◆ **Exercise directions**
Without a single alteration, write the listing out again.

◆ **Material supplied**
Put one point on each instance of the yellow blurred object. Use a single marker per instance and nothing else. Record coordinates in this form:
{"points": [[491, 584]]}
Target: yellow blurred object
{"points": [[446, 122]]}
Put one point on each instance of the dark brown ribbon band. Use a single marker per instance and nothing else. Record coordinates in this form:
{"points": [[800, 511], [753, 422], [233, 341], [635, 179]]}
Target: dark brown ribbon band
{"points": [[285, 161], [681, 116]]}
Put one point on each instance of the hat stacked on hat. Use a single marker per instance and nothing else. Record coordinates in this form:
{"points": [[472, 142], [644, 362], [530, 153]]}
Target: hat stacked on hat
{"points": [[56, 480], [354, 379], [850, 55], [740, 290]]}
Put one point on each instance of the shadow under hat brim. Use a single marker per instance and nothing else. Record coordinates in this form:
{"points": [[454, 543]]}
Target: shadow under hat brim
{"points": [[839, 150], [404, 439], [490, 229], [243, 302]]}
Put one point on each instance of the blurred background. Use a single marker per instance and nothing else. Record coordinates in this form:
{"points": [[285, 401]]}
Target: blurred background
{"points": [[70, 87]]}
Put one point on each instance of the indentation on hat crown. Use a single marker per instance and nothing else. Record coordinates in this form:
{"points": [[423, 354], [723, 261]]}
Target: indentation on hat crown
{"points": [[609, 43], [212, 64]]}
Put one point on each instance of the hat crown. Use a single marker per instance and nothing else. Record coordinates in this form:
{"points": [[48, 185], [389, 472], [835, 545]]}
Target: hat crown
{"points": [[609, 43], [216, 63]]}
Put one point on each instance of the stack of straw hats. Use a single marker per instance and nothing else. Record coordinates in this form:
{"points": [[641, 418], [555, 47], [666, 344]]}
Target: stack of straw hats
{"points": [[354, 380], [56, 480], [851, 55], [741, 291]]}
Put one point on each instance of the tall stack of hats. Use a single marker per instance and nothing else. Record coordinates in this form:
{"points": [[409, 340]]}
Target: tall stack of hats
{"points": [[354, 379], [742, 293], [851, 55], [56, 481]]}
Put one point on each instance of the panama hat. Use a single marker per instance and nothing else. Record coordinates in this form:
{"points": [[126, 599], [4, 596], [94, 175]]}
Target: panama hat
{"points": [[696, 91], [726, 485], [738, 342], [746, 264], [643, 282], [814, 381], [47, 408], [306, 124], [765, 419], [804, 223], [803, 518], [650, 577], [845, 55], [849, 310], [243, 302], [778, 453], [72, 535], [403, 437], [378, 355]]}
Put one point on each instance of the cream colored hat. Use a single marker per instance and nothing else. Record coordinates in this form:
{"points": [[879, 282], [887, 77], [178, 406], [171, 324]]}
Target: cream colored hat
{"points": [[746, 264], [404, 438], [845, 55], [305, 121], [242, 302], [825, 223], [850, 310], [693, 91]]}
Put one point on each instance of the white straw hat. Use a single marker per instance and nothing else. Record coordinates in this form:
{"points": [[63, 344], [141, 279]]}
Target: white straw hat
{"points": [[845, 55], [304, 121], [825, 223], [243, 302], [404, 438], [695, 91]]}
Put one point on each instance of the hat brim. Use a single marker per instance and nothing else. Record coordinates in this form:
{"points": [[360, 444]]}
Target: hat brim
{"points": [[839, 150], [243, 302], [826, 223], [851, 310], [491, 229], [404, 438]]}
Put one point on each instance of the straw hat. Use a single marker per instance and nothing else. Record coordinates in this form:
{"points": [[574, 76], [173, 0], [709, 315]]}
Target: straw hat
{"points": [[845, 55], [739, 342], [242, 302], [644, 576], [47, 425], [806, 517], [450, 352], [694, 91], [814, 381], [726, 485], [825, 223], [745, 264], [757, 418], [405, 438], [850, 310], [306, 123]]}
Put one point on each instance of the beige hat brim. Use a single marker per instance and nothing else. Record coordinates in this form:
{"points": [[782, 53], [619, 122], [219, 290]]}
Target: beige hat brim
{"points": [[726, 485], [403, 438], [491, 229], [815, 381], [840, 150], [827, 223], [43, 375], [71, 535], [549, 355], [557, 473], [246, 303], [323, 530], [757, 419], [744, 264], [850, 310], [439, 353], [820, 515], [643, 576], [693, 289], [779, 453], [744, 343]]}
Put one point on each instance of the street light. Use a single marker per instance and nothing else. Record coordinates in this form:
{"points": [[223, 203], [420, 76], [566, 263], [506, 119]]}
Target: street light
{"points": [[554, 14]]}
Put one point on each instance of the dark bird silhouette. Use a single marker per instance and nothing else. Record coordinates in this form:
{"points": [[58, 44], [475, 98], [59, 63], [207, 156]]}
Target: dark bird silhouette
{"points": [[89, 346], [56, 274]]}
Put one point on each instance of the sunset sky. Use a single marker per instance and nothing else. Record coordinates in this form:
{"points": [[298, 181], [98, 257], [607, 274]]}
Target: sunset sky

◆ **Response to the task**
Put one point on each instance of the yellow blurred object. Use a single marker per instance and nothing else. Record coordinates in this form:
{"points": [[491, 584]]}
Target: yellow blurred object
{"points": [[446, 122]]}
Put one point on each instance of the dark brown ribbon band. Use a single marker per instance and nothing else. Record coordinates in this form:
{"points": [[800, 511], [753, 422], [233, 341], [635, 179]]}
Target: dark brown ribbon band
{"points": [[285, 161], [681, 116]]}
Put one point on each instance of the hat stacked on hat. Use a single marker per instance and nothing else. Record coordinates in this form:
{"points": [[472, 142], [644, 362], [530, 153]]}
Target: hat stacked on hat
{"points": [[56, 480], [354, 379], [850, 55], [740, 290]]}
Put one point on each instance of the shadow under hat brim. Use a single marker per instance and nothing else. Record coordinates in this form:
{"points": [[454, 543]]}
Target: shadow under hat brim
{"points": [[839, 150], [404, 439], [490, 229], [243, 302]]}
Put one point on each instance of the blurred background. Use a single marker per instance and nothing else. Record coordinates in this form:
{"points": [[285, 401]]}
Target: blurred background
{"points": [[70, 87]]}
Put one point on each instance of the indentation on hat crown. Use a single marker per instance and nothing else. Record coordinates in this form:
{"points": [[423, 354], [723, 261]]}
Target: indentation on hat crown
{"points": [[609, 43], [212, 64]]}
Put one point on each instance of the hat crown. Use a single marker per instance and nothing else. Record coordinates in this form:
{"points": [[48, 185], [389, 472], [835, 545]]}
Target: hat crown
{"points": [[609, 43], [216, 63]]}
Put one point on each instance of the stack of straw hats. Use a single marker per instance and nothing else. Record coordinates in this form:
{"points": [[641, 418], [555, 47], [666, 344]]}
Target: stack of straw hats
{"points": [[354, 380], [56, 480], [851, 55], [741, 291]]}
Put one point on each instance of the tall stack of hats. Use a single marker per instance and nothing else. Record coordinates in this form:
{"points": [[409, 340]]}
Target: tall stack of hats
{"points": [[354, 379], [742, 293], [851, 55], [56, 481]]}
Put one point on each instance of the panama hat. Use a single marker per instance and nothing else. Record coordinates in this form:
{"points": [[126, 599], [4, 596], [94, 175]]}
Target: panama hat
{"points": [[696, 91], [726, 485], [738, 342], [746, 264], [643, 282], [814, 381], [47, 408], [306, 124], [765, 419], [804, 223], [803, 518], [650, 577], [845, 55], [849, 310], [243, 302], [778, 453], [72, 535], [403, 437], [378, 355]]}
Put one point on each instance of the cream colored hat. Use a single marker per instance and nothing else. Record coordinates in this form:
{"points": [[879, 282], [887, 77], [178, 406], [171, 324]]}
Target: cream colored hat
{"points": [[746, 264], [404, 438], [845, 55], [305, 121], [242, 302], [825, 223], [850, 310], [693, 91]]}
Put one point on each instance of the white straw hat. Use a single marker per instance and nothing else. Record coordinates in this form:
{"points": [[63, 344], [141, 279]]}
Target: white straw hat
{"points": [[845, 55], [304, 121], [825, 223], [243, 302], [404, 438], [695, 91]]}
Put one point on each instance of the hat brim. Use a single marker per instance and nothing else. Record coordinates in this form:
{"points": [[360, 444]]}
Target: hat brim
{"points": [[839, 150], [243, 302], [826, 223], [851, 310], [491, 229], [404, 438]]}
Put one point on each instance of the straw hat. Use a single marker per instance and nothing else. Record coordinates in this form:
{"points": [[574, 76], [173, 0], [709, 315]]}
Target: straw hat
{"points": [[845, 55], [739, 342], [242, 302], [644, 576], [47, 425], [806, 517], [450, 352], [694, 91], [814, 381], [726, 485], [825, 223], [745, 264], [757, 418], [405, 438], [850, 310], [306, 123]]}
Put one point on each instance of the beige hat brim. Use a single marker per instance and nothing else. Record coordinates in this form:
{"points": [[782, 53], [619, 122], [219, 290]]}
Target: beige hat brim
{"points": [[726, 485], [403, 438], [491, 229], [815, 381], [840, 150], [827, 223], [43, 375], [71, 535], [549, 355], [557, 473], [246, 303], [323, 530], [757, 419], [744, 264], [850, 310], [439, 353], [820, 515], [643, 576], [693, 289], [779, 453], [744, 343]]}
Put one point on each instance of the street light. Use a single marker per instance and nothing else. Record coordinates in this form:
{"points": [[223, 203], [420, 76], [566, 263], [506, 119]]}
Target: street light
{"points": [[554, 14]]}
Put one point on each instance of the dark bird silhouette. Use a single marker per instance and nothing else. Record coordinates in this form:
{"points": [[58, 44], [475, 98], [59, 63], [207, 156]]}
Target: dark bird silhouette
{"points": [[89, 346], [56, 274]]}
Put one point on each instance of the sunset sky. Use a single marker per instance and nothing else. Record coordinates in this form:
{"points": [[298, 181], [98, 257], [607, 274]]}
Target: sunset sky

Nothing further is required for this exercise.